# Requirement
Rewrite the lines from the line with "Where can the leaf litter be found here?" to the line with "[[440, 499]]", replacing "leaf litter" with "fallen leaves" and keeping everything else the same.

# Supplied records

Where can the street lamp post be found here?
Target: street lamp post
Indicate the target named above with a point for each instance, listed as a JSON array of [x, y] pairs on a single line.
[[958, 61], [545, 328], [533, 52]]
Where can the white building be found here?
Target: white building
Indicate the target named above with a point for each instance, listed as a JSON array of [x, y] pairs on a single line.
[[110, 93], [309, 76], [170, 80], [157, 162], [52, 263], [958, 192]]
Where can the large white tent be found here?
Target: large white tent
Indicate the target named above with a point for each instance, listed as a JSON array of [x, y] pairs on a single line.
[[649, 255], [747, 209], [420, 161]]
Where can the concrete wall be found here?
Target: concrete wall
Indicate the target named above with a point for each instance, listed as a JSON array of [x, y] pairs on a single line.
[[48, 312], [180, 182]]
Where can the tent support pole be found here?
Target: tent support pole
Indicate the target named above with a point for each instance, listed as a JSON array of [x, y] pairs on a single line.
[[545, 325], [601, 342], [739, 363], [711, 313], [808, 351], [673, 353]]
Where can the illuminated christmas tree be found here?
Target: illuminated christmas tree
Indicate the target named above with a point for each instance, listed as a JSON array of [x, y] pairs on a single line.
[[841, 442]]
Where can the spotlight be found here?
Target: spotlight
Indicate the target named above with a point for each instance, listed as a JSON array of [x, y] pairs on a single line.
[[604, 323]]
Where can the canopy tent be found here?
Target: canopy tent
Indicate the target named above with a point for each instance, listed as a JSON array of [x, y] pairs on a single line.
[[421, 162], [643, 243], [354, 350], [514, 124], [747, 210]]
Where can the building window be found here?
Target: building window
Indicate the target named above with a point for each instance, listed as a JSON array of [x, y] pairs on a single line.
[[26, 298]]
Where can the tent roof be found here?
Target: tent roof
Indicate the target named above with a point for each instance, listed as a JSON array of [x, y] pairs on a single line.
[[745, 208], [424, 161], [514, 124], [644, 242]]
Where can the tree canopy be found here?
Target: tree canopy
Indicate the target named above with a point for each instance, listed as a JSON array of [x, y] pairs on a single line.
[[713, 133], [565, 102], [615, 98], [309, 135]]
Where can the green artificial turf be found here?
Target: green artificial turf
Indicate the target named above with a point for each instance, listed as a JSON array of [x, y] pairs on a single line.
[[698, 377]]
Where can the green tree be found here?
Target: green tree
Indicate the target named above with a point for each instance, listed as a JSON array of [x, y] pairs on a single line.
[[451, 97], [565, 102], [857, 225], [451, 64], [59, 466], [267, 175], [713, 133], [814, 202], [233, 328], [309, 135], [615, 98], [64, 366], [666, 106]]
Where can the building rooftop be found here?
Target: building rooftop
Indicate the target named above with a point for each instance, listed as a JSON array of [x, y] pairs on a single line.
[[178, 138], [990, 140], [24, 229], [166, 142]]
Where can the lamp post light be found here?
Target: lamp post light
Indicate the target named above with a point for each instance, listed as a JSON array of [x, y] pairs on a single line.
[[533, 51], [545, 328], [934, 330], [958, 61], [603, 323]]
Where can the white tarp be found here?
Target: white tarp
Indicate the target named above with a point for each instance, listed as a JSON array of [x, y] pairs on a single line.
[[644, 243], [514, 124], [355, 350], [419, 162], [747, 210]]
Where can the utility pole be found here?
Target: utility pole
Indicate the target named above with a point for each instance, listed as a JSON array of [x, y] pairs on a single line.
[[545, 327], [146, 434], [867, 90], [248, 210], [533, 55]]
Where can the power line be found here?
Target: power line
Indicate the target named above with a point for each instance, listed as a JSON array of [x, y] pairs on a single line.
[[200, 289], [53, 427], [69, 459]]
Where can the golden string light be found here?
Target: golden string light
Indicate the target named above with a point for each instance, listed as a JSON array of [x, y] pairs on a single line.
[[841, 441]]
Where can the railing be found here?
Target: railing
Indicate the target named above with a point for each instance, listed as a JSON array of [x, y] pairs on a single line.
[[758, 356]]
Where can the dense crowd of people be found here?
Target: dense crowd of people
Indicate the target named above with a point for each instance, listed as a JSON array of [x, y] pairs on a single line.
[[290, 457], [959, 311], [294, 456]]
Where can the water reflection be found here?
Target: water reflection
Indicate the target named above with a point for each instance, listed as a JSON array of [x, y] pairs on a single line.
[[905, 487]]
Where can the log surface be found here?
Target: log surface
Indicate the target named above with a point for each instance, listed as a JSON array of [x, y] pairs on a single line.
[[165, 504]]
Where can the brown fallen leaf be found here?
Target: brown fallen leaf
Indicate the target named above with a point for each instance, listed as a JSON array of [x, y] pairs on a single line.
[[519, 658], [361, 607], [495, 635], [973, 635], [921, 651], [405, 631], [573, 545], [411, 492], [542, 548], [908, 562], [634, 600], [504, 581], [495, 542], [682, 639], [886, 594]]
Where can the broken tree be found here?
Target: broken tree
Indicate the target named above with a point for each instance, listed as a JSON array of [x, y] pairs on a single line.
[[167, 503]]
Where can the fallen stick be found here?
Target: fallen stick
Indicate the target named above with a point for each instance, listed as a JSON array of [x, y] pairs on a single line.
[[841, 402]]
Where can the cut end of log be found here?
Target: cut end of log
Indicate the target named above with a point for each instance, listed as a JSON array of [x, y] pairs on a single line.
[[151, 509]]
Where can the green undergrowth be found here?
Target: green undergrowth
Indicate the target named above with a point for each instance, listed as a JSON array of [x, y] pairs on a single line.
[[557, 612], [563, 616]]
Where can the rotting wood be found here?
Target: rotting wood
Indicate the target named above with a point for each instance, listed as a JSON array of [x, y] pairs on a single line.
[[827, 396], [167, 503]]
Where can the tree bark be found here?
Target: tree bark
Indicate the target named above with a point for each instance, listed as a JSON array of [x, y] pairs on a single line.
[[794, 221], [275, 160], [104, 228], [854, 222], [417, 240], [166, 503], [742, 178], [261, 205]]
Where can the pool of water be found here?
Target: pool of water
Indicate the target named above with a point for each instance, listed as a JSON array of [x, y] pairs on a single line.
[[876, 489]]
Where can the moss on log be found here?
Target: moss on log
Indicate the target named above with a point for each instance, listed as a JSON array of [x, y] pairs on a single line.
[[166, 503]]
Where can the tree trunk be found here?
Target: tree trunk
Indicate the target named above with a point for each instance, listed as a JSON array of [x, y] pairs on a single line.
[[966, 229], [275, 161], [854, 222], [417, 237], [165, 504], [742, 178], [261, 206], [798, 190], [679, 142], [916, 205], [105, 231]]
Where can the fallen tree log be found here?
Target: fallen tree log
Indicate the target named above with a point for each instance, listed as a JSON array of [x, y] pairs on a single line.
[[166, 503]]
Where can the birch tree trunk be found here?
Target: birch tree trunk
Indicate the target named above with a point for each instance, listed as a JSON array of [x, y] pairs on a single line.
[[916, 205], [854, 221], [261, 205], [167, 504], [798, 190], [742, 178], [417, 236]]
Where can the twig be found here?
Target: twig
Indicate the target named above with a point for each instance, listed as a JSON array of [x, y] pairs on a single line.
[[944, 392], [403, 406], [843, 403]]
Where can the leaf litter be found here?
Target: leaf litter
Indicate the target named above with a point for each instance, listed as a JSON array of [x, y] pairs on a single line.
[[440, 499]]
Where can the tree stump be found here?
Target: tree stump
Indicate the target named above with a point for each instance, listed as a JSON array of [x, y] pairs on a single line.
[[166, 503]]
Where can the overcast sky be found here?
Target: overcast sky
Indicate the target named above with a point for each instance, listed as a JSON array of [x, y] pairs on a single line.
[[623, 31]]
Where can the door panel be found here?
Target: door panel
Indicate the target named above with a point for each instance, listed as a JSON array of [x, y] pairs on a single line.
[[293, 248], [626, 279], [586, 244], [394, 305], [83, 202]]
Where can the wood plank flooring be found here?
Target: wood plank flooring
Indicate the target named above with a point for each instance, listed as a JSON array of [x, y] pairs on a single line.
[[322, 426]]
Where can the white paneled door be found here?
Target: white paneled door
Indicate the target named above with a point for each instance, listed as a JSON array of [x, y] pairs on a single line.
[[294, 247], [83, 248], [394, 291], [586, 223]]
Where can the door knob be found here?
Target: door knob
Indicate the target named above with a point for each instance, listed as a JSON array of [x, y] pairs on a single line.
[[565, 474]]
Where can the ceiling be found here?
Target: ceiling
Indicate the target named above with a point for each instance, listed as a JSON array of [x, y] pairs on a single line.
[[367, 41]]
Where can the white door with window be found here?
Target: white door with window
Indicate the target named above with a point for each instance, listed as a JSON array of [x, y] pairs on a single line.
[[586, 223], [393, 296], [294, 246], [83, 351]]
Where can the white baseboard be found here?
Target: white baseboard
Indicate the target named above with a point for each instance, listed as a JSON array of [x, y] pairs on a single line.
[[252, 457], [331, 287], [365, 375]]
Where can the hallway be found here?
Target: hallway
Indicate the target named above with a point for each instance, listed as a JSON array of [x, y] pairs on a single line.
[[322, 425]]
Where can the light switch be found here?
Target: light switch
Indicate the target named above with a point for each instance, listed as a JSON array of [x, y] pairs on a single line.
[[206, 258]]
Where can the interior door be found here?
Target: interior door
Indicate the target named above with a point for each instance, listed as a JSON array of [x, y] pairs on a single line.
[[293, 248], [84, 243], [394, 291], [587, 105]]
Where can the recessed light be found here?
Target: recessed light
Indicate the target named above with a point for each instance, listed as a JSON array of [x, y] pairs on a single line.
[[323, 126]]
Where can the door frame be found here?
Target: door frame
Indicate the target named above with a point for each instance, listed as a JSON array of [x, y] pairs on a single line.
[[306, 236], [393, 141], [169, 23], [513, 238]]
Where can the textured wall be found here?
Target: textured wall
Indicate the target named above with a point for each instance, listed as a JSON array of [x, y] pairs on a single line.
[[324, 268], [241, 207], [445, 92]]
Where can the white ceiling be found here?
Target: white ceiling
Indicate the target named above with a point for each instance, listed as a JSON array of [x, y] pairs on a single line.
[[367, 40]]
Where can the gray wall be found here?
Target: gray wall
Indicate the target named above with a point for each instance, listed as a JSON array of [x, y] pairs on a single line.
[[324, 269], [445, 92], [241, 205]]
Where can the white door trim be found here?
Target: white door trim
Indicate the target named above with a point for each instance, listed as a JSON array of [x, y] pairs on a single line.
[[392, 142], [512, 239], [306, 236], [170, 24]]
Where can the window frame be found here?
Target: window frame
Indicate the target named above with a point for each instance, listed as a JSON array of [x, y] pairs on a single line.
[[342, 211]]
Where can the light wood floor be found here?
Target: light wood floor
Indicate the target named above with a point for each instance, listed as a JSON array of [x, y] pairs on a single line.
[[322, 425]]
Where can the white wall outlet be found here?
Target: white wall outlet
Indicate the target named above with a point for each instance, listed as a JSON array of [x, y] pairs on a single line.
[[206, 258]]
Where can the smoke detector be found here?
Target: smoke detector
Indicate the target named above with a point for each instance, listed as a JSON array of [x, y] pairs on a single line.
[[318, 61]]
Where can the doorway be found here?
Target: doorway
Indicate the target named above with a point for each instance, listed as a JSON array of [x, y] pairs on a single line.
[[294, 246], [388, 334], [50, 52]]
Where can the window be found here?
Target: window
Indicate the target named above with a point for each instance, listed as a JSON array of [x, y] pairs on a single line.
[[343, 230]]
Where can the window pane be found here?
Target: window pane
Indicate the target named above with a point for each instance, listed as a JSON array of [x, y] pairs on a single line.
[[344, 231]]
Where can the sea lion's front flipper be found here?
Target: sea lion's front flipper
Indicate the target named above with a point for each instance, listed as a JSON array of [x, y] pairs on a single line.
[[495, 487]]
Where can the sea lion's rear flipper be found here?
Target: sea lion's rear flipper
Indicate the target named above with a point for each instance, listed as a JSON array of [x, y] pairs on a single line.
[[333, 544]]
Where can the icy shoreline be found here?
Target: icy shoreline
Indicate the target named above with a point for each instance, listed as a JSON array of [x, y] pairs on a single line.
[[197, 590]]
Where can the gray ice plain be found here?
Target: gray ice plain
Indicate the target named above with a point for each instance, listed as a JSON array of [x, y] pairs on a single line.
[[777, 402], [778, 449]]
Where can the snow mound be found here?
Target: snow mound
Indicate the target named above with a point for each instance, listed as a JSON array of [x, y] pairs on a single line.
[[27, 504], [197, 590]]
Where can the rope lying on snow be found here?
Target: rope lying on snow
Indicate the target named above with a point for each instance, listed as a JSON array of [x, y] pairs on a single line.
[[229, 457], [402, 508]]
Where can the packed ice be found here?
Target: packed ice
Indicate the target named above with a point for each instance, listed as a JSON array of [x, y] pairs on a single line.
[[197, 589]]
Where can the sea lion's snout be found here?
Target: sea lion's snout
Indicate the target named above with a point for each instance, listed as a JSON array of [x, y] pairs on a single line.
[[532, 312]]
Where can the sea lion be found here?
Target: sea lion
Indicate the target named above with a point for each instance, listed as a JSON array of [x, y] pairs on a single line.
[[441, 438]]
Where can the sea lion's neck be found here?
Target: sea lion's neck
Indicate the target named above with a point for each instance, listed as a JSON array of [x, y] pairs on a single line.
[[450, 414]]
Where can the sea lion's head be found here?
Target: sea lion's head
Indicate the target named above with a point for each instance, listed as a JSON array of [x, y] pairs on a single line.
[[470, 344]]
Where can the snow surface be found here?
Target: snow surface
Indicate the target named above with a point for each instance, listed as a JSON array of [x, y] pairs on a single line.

# Final result
Where can the fallen leaves be found here?
Target: fallen leaves
Indicate the target named above with a point for each instance, listed as a JSON array of [x, y] pairs on a single line.
[[440, 499]]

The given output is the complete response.